» Task 1
According to the text on register allocation and uop scheduling, how many uops can the dispatch ports together dispatch in each main clock cycle?
» Task 2
Copy the records below line for line, without any changes.

» Text passage
───

As shown in Figure 5 the Intel NetBurst® microarchitecture allocates and renames the registers somewhat differently than the P6 microarchitecture. On the left of Figure 5, the P6 scheme is shown. It allocates the data result registers and the ROB entries as a single, wide entity with a data and a status field. The ROB data field is used to store the data result value of the uop, and the ROB status field is used to track the status of the uop as it is executing in the machine. These ROB entries are allocated and deallocated sequentially and are pointed to by a sequence number that indicates the relative age of these entries. Upon retirement, the result data is physically copied from the ROB data result field into the separate Retirement Register File (RRF). The RAT points to the current version of each of the architectural registers such as EAX. This current register could be in the ROB or in the RRF.

The Intel NetBurst® microarchitecture allocation scheme is shown on the right of Figure 5. It allocates the ROB entries and the result data Register File (RF) entries separately.

Figure 5: Pentium® III vs. Pentium® 4 processor register allocation

The ROB entries, which track uop status, consist only of the status field and are allocated and deallocated sequentially. A sequence number assigned to each uop indicates its relative age. The sequence number points to the uop's entry in the ROB array, which is similar to the P6 microarchitecture. The Register File entry is allocated from a list of available registers in the 128-entry RF–not sequentially like the ROB entries. Upon retirement, no result data values are actually moved from one physical structure to another.

Uop Scheduling
The uop schedulers determine when a uop is ready to execute by tracking its input register operands. This is the heart of the out-of-order execution engine. The uop schedulers are what allow the instructions to be reordered to execute as soon as they are ready, while still maintaining the correct dependencies from the original program. The Intel NetBurst® microarchitecture has two sets of structures to aid in uop scheduling: the uop queues and the actual uop schedulers.

There are two uop queues–one for memory operations (loads and stores) and one for non-memory operations. Each of these queues stores the uops in strict FIFO (first-in, first-out) order with respect to the uops in its own queue, but each queue is allowed to be read out-of-order with respect to the other queue. This allows the dynamic out-of-order scheduling window to be larger than just having the uop schedulers do all the reordering work.

There are several individual uop schedulers that are used to schedule different types of uops for the various execution units on the Pentium 4 processor as shown in Figure 6. These schedulers determine when uops are ready to execute based on the readiness of their dependent input register operand sources and the availability of the execution resources the uops need to complete their operation.

These schedulers are tied to four different dispatch ports. There are two execution unit dispatch ports labeled port 0 and port 1 in Figure 6. These ports are fast: they can dispatch up to two operations each main processor clock cycle. Multiple schedulers share each of these two dispatch ports. The fast ALU schedulers can schedule on each half of the main clock cycle while the other schedulers can only schedule once per main processor clock cycle. They arbitrate for the dispatch port when multiple schedulers have ready operations at once. There is also a load and a store dispatch port that can dispatch a ready load and store each clock cycle. Collectively, these uop dispatch ports can dispatch up to six uops each main clock cycle. This dispatch bandwidth exceeds the front-end and retirement bandwidth, of three uops per clock, to allow for peak bursts of greater than 3 uops per clock and to allow higher flexibility in issuing uops to different dispatch ports. Figure 6 also shows the types of operations that can be dispatched to each port each clock cycle.

───

» Information provided
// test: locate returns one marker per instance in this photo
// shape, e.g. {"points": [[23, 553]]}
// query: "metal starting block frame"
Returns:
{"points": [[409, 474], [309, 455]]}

───

» Task result 1
Up to six uops.

» Task result 2
// test: locate returns one marker per instance in this photo
// shape, e.g. {"points": [[23, 553]]}
// query: "metal starting block frame"
Returns:
{"points": [[409, 474], [309, 455]]}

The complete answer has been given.